Document extract:
»»
# Power auger noise?



## c. j. stone (Sep 24, 2006)

Does the engine noise(which is ABOVE the ice&snow) bother the fish? Does it bother you as an ice fisherman? 
I tore up a shouder a couple years ago and can't turn the hand auger anymore so I bought a powered auger. Even though I personally don't think the fish hear any more than they would with a regular auger, I usually try to locate away from others at least 20 yds or more. 
A few days ago, I went out and talked to one of the only two other guys fishing(on buckets) and walked off about 30 yds. and drilled two holes. They weren't very friendly to begin with, actually seemed 'froze-up' in the 3 degree temps& 20 mph winds, and when one of them finally caught a fish, he yells over to his buddy, "tell him to drill another hole and scare some more over here"! They made a few other ignorant comments which I pretented not to hear. Just curious what others think about these things? I know I never liked the "hachet and axe guys" when they'd come out without the proper equipment!


----------



## DaleM (Apr 5, 2004)

With as many as I have seen and used I dought if it does. It may for a short while but never seems to bother me. I agree with you drilling a hole may scare the fish a easy as using a power auger. I'll let you know after this weekend when I get back from Presque, my power auger will be put to the test. To bad there are people like that when you get out 20 to 30 yards is plenty far enough in my book. If you ever see me out there your welcome to drill and share the friendship we try to give here on OGF. Maybe they were members of a different site and are jealous of us


----------



## papaperch (Apr 12, 2004)

I remember one day at mosquito about three years ago. Got there about 1/2 hour after daybreak. two guys in a shanty were close to my target area. About 50 ft away. I was looking for a brushpile in 17' of water. One of the guys came out and informed me that they had fished from about 9pm to now which was about 7:30 am and had three walleye to show for it. I fired up my powwer auger drilled about six holes and took reading with my vex. In a friendly way he opined he always wanted to buy one but figured they scared the fish. He watched me catch about 20 crappies in about 30 minutes and went away with a whole different point of view.
««
Dataset:
»»
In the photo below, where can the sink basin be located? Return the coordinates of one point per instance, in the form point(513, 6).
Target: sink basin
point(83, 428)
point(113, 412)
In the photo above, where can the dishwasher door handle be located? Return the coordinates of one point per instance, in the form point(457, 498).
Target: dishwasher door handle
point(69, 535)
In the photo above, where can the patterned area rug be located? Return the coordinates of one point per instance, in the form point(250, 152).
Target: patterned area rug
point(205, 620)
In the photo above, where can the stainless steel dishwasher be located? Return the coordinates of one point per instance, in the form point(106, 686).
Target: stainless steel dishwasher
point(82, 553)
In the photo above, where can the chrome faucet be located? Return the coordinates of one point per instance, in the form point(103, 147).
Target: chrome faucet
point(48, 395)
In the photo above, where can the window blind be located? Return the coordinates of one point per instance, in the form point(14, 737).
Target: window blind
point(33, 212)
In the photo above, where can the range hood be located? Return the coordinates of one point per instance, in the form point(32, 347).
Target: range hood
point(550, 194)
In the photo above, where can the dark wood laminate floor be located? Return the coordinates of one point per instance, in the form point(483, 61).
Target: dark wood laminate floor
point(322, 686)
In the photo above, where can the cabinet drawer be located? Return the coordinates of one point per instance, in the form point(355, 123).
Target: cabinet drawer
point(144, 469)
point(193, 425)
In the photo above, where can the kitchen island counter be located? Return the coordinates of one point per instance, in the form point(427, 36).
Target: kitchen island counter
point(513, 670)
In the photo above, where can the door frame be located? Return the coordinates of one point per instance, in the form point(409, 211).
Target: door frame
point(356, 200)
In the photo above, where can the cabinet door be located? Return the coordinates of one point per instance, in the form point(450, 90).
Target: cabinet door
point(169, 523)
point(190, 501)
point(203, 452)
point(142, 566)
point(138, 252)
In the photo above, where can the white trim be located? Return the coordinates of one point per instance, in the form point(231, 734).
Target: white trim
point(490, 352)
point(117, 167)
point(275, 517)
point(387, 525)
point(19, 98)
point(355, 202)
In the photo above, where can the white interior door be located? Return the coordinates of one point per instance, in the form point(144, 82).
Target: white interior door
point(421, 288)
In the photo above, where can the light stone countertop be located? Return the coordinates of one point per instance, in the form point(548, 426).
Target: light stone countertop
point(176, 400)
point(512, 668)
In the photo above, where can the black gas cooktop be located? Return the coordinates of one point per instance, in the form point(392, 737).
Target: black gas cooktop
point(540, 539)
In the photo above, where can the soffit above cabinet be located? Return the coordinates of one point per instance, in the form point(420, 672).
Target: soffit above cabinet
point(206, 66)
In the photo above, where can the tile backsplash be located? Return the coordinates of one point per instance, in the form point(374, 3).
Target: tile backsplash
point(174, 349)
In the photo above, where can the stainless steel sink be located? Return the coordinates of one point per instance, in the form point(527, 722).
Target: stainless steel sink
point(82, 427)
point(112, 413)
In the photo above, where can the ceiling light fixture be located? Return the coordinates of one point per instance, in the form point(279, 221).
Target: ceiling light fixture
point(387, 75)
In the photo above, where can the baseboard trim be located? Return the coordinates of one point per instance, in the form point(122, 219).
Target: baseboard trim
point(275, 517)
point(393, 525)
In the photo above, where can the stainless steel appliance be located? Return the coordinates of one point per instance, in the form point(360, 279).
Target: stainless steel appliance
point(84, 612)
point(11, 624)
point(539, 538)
««
Please sum up the forum thread about power auger noise in three sentences.

Response for this exercise: c. j. stone, who switched to a power auger after a shoulder injury, asks whether the engine noise bothers fish and describes two anglers making rude comments after drilling about 30 yards away from them. DaleM doubts the noise matters, suggests drilling may scare fish as easily as using a power auger, and calls 20 to 30 yards plenty far enough. papaperch recalls drilling about six holes near a shanty at Mosquito and catching about 20 crappies in about 30 minutes, which changed the view of a man there who had figured power augers scared the fish.